#### Passage provided:
Still, in recent years, significant advances in time series prediction have been achieved through Long Short-Term Memory (LSTM) networks. These are a special kind of deep learning model and are currently in the center-point of research. In the following, a short introduction is given to naïve predictors and vector autoregressive model, while LSTMs are explained in further detail as they are in the forefront of this paper.

#### Data shown:
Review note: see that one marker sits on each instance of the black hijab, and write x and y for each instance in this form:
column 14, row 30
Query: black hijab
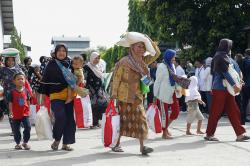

#### Written exercise A:
List every prediction method or model that the passage on time series prediction names.
#### Written exercise B:
Answer each question from the passage on time series prediction, one answer per line, marked like the questions.
(i) What kind of model are LSTM networks described as?
(ii) Which two approaches receive only a short introduction?
(iii) Why are LSTMs explained in further detail?
#### Written exercise C:
Echo the part of the passage on time series prediction that opens with the words containing "Still, in recent" and closes with "of this paper.".

#### Full response A:
Long Short-Term Memory (LSTM) networks
naïve predictors
vector autoregressive model

#### Full response B:
(i) A special kind of deep learning model.
(ii) Naïve predictors and the vector autoregressive model.
(iii) Because they are in the forefront of this paper.

#### Full response C:
Still, in recent years, significant advances in time series prediction have been achieved through Long Short-Term Memory (LSTM) networks. These are a special kind of deep learning model and are currently in the center-point of research. In the following, a short introduction is given to naïve predictors and vector autoregressive model, while LSTMs are explained in further detail as they are in the forefront of this paper.